Can you write out all of the data below word for word, omitting the pictures?

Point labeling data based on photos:
--- --- ---
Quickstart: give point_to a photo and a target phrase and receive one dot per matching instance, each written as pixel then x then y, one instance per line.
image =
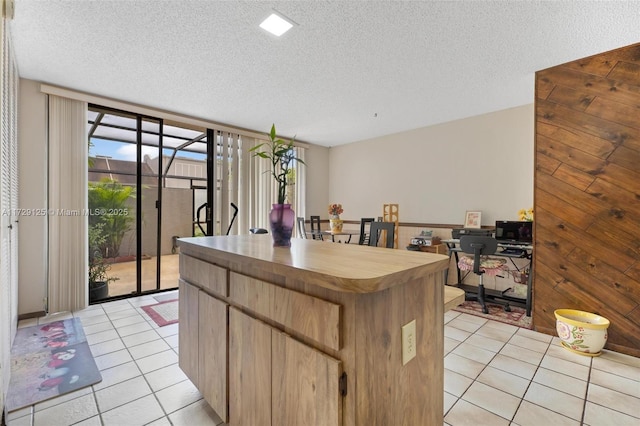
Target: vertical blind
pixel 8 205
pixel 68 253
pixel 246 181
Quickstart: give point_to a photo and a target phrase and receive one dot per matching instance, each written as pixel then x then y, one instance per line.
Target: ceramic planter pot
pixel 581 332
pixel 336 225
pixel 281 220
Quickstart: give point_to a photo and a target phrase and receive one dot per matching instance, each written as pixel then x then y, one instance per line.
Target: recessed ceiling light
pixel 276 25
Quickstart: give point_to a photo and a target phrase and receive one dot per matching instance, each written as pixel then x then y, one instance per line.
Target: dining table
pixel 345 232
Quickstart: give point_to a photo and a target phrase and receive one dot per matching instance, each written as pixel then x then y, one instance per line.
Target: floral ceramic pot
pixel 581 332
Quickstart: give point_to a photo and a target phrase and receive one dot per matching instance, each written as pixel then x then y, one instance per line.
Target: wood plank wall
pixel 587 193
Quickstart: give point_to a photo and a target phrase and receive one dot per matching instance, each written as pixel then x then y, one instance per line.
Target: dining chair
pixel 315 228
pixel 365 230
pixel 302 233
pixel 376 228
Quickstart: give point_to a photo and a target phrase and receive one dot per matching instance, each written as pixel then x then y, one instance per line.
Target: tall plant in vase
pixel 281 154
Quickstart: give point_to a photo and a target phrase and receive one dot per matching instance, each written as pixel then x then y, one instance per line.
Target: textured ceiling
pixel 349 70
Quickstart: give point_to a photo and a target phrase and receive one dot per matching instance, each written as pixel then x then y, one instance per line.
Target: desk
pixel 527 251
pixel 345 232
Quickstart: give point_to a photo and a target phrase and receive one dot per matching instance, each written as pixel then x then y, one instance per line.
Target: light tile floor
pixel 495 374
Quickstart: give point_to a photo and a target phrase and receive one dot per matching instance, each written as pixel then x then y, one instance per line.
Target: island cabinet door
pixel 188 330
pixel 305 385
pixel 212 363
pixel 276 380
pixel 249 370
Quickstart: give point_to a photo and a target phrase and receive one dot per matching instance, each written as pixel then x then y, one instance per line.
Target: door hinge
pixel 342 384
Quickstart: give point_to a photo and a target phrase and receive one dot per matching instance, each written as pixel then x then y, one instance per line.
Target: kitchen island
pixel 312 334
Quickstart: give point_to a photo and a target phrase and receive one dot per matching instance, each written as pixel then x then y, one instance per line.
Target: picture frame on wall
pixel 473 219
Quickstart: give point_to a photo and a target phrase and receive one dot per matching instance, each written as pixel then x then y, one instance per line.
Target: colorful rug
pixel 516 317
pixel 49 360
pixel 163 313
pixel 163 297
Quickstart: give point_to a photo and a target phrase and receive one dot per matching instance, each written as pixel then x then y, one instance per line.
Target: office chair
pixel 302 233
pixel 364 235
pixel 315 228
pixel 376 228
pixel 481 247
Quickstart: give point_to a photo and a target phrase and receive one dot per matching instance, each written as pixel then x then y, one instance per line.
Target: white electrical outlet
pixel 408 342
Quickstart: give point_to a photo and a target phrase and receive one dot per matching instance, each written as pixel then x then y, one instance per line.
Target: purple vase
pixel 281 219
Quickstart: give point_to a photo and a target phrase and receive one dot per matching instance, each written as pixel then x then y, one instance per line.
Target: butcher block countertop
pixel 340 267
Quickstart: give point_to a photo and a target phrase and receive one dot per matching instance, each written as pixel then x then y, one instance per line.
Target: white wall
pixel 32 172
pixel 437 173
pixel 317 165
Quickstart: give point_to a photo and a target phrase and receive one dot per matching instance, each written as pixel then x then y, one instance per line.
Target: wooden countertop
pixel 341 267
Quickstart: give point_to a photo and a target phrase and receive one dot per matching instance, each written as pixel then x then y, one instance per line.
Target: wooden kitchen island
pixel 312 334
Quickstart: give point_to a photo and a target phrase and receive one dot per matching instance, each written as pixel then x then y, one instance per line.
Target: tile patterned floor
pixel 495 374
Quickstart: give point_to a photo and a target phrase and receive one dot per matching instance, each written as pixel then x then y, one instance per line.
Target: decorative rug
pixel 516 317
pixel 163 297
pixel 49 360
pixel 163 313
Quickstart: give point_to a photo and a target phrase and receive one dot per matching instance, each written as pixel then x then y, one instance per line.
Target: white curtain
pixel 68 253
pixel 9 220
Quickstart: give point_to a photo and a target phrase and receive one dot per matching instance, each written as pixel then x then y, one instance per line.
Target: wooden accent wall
--- --- ---
*Complete output*
Quickstart: give point_to a photo and a target phrase and receive one dot per matching instance, each written as pixel then x then y, one instance per line.
image =
Target: vertical blind
pixel 8 205
pixel 68 253
pixel 246 181
Quickstart: give point_to a photo and a target phrase and receive one dot per matching instance, each written as pixel then x then y, one instance per line.
Target: ceramic planter pot
pixel 581 332
pixel 336 225
pixel 281 220
Quickstart: give point_to a photo and a target phrase and receive one dot per matching instance, each written as pixel then x then y, one instance per line.
Target: recessed ceiling light
pixel 276 25
Quickstart: give point_to a photo and a target phrase and receive one dot per matching instance, each written as pixel then x then y, one instance per line.
Target: dining table
pixel 345 232
Quickstart: give point_to a photo and a target phrase and receive one dot per matching instance, each written as pixel then x then y, one instance per line.
Target: floral ceramic pot
pixel 581 332
Quickstart: give point_to a photo and a target phrase and receive one dot per matching instance, each written as pixel then x then y, one instance per line.
Target: wood plank wall
pixel 587 193
Quickstart: give point_to a photo and a target phrase and receive one dot per matching instance, each written as pixel then x then y, one instance per line.
Target: dining chair
pixel 315 228
pixel 365 230
pixel 302 233
pixel 376 228
Quickstart: give point_to a photo and a target phrase and receive one dot per matching instance, each written as pixel then x then y, one instance per line.
Target: tall plant in vase
pixel 281 154
Quickstart: give point_to a photo and a target phrase and receive one dot per matching instance, each written as pixel then x then y, one instance per line.
Target: textured ceiling
pixel 349 70
Quickstart: give point_to a photo and a target phrase and receive one dot per matching instance, each written as pixel then x then y, one instance per line.
Target: desk
pixel 527 251
pixel 345 232
Quickstart: give point_to a photo and a target phrase and receive one dot per matching instance, each written as pixel then x then y, one instance per line.
Target: light tile floor
pixel 495 374
Quickstart: give point_to a photo and a target phrase and receive one dot per matching instance, each written as pixel then x then y, one instance per line.
Target: island cabinet door
pixel 188 330
pixel 305 385
pixel 212 363
pixel 276 380
pixel 249 370
Quickstart: give point_to a photo and a target phrase and receive one dot per matching instance, each written as pixel then x then y, one instance per line.
Target: door hinge
pixel 342 384
Quickstart: give point_to a photo and a target phrase and receive one dot per matching instance, each written as pixel then x then y, one instance per line.
Target: kitchen island
pixel 312 334
Quickstart: give point_to a photo and a target phrase and receive one dot per matching instance, each written as pixel then x then y, one instance per line.
Target: picture frame on wall
pixel 473 219
Quickstart: give point_to a photo and a target phrase and receive one dot per matching instance, each written as pixel then x then y, one instance per line.
Target: colorful rug
pixel 516 317
pixel 49 360
pixel 163 313
pixel 163 297
Quickstart: give point_to a photo and a target phrase and receive one dot per matching instance, each written as pixel then x then y, one instance per line.
Target: office chair
pixel 302 233
pixel 364 235
pixel 315 228
pixel 376 228
pixel 481 247
Quickstart: give point_to a photo and a target phrase and receive one dot per matching instance, each written as pixel then x then y, one instance per line.
Target: white electrical outlet
pixel 408 342
Quickstart: give point_to a photo and a target phrase and receive one dot per matching instance, each written as pixel then x then y, one instance per line.
Target: purple vase
pixel 281 219
Quickstart: give point_to a photo and a target phrase and receive one dot per matching instance, each written as pixel then x then y, one instance per line.
Target: butcher block countertop
pixel 340 267
Quickstart: give point_to a photo and a target phrase and receive one dot per matching instance, each written as pixel then x then y, one instance per line.
Target: white wall
pixel 32 172
pixel 437 173
pixel 317 165
Quickstart: give point_to a photo and a target phrase and receive one dot per matching instance, each written as pixel then x then y, one instance per line.
Target: wooden countertop
pixel 341 267
Quickstart: give point_to a photo and a target phrase and receive one dot per matching instance, each written as pixel then x then y, one instance per line.
Target: wooden kitchen island
pixel 312 334
Quickstart: give point_to a photo and a target phrase and receive one dot per matching instance, each written as pixel then x then y, one instance per line.
Target: tile patterned floor
pixel 495 374
Quickstart: give point_to a photo and a target phrase and receive one dot per matching instance, each written as pixel then x then y, one instance per line.
Target: decorative rug
pixel 516 317
pixel 163 297
pixel 49 360
pixel 163 313
Quickstart: give point_to a photo and a target phrase and receive one dot per matching instance, each written as pixel then x then y, one instance per line.
Target: white curtain
pixel 68 253
pixel 9 220
Quickstart: give point_to a photo and a target phrase and receive one dot per matching instance, each written as pixel then x then y, one instance per line.
Target: wooden accent wall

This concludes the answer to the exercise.